-- GIVEN PASSAGE start --

Richmond defeated Essendon 12.14 (86) to 11.15 (81), in front of a crowd of 42,100 (approx.) people. (For an explanation of scoring see Australian rules football).

Awards
 The 1943 VFL Premiership team was Richmond.
 The VFL's leading goalkicker was Fred Fanning of Melbourne with 62 goals.
 No Brownlow Medal was awarded in 1943.
 St Kilda took the "wooden spoon" in 1943.
 The seconds premiership was won by  for the second consecutive season. St Kilda 11.14 (80) defeated  8.6 (54) in the Grand Final, played as a stand-alone match on 18 September at Victoria Park.

Notable events
 Hawthorn's coach Roy Cazaly renames the club "The Hawks" from "The Mayblooms". This season would be the closest Hawthorn would come to a finals appearance in their first 32 seasons (1925–56) in the VFL, finishing one spot outside the final four only by an inferior percentage to Carlton.

-- GIVEN PASSAGE end --
-- STORED DATA start --

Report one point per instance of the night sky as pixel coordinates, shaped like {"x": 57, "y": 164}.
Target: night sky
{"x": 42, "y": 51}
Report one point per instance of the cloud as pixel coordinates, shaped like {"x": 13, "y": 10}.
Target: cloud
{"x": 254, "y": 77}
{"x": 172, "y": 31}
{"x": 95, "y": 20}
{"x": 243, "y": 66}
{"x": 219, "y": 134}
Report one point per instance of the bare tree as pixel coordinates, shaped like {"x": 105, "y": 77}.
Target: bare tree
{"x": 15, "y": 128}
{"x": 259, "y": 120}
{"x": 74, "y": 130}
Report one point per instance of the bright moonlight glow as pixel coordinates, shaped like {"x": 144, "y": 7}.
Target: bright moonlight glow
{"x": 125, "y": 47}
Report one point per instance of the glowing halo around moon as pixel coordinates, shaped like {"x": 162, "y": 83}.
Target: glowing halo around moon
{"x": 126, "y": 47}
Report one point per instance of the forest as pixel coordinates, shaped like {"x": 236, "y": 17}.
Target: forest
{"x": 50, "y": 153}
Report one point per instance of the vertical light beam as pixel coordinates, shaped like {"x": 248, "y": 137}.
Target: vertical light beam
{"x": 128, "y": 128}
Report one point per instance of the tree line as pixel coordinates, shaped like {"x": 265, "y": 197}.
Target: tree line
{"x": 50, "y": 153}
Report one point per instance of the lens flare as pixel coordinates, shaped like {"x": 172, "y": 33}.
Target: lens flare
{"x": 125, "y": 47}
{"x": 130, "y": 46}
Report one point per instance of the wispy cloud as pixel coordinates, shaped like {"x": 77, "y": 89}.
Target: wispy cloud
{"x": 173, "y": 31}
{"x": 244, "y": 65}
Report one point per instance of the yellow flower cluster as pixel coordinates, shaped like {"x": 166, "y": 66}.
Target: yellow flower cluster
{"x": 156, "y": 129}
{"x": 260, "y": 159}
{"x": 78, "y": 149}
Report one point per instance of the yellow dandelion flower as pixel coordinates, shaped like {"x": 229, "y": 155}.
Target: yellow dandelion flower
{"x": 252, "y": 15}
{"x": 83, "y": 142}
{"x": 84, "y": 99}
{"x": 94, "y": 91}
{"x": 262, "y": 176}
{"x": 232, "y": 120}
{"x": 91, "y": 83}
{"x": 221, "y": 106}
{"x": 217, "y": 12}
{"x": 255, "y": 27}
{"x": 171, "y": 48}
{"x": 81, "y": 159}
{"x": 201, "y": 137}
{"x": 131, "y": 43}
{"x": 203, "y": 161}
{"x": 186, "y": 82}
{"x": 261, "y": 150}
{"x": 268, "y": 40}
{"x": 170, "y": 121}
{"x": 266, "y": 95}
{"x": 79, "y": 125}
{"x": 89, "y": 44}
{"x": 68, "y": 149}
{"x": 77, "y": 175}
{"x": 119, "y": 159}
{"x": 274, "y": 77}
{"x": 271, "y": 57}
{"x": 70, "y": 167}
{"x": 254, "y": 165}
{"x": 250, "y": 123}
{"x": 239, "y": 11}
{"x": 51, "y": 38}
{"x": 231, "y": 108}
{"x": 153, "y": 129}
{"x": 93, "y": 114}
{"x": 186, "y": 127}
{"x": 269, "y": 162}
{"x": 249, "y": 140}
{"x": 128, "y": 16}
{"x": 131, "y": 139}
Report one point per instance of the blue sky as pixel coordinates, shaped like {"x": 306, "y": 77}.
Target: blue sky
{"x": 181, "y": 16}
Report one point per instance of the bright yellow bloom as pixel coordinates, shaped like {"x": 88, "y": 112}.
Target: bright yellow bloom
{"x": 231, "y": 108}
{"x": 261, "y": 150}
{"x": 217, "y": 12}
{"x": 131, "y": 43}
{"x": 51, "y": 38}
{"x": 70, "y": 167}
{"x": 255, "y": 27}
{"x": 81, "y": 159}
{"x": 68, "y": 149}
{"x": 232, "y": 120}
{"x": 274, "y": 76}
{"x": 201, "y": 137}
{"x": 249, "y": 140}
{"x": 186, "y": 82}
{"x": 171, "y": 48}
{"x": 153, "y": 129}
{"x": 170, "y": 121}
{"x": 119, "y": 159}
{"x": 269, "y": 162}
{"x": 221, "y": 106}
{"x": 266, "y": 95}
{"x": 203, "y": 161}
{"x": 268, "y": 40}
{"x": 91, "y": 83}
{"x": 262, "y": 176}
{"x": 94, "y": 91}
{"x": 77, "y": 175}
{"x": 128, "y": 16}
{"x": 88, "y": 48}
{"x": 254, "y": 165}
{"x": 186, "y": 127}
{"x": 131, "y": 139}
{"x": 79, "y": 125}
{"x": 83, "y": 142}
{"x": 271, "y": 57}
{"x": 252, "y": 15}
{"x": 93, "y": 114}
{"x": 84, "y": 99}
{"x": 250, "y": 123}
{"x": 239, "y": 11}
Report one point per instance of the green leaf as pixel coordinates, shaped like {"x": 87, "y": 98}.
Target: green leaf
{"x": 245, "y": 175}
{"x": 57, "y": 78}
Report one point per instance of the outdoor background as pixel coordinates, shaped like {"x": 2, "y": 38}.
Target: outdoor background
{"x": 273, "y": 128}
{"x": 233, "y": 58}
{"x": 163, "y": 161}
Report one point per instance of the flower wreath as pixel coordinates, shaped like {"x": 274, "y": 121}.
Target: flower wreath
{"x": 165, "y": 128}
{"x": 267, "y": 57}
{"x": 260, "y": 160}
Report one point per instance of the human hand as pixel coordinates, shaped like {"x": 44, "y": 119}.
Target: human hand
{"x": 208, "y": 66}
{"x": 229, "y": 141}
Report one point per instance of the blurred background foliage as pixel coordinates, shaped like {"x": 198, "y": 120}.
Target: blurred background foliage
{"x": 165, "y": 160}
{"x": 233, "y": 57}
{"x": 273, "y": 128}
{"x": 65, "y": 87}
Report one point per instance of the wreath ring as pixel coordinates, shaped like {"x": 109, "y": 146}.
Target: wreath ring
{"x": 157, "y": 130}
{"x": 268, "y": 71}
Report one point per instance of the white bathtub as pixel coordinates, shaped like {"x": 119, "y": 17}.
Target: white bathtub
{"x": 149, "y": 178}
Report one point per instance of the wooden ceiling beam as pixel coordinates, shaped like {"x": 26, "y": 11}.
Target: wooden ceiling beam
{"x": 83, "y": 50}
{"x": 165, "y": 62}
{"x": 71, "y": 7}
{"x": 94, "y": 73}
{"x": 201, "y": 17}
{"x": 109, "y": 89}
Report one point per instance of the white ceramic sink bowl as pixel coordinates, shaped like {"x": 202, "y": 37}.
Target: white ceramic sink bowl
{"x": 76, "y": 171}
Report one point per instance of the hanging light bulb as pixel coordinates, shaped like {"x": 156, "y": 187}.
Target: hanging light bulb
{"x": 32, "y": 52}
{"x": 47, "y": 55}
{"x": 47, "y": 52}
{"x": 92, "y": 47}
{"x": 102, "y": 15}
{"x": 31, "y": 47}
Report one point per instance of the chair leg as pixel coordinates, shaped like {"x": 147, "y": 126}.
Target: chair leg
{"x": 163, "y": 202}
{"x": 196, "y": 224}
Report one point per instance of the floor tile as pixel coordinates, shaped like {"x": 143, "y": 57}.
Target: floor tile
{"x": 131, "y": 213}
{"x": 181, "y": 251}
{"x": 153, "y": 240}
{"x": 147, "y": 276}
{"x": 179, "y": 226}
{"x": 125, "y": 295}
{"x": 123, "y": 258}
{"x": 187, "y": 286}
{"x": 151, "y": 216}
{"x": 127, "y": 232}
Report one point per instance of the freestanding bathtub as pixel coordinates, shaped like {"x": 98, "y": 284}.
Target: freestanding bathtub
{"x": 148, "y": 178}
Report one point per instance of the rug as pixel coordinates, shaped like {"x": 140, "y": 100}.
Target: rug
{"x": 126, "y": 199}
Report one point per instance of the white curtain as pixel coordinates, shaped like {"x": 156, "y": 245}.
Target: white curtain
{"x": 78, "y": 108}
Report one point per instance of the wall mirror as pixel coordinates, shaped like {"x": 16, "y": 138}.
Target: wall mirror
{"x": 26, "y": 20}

-- STORED DATA end --

● **AIM OF THE EXERCISE**:
Pick up the 1943 VFL season summary right after its last sentence and write the next few sentences.

● **RESPONSE**:
 In the spiteful Round 1 match between Essendon and South Melbourne, a vicious brawl broke out in the last quarter when South Melbourne's Jack "Basher" Williams felled Ted Leehane (apparently in a square-off retribution for Leehane's similar action against Williams in the 1942 Preliminary Final) which involved a dozen players, team officials, trainers, fans, and police. Three players were reported: Williams received an eight-week suspension for striking Leehane, Dick Reynolds, Gordon Lane, and Perc Bushby, 1940 Brownlow Medal winner Herbie Matthews was suspended for four weeks for striking Allan Hird, and Bushby was suspended for two weeks for striking Williams in retaliation.
 Entering Round 11, St Kilda and South Melbourne were tenth and eleventh on the ladder with two premiership points separating them; as such, the match between those two clubs in Round 11 directly decided which club was eliminated after the first set of home-and-away matches. South Melbourne won the game by 35 points.
 The VFL suspended its Round 12 matches and conducted a one-day lightning carnival amongst the top four teams; the Victorian Football League Patriotic Match Cup was won by Essendon.
 In Round 5, Denis Cordner makes his debut for Melbourne in a team that also contained his brothers Don and Ted.
 Munitions worker Bob Chitty plays for Carlton in Round 15 despite losing the top of his finger during the week in a workplace accident.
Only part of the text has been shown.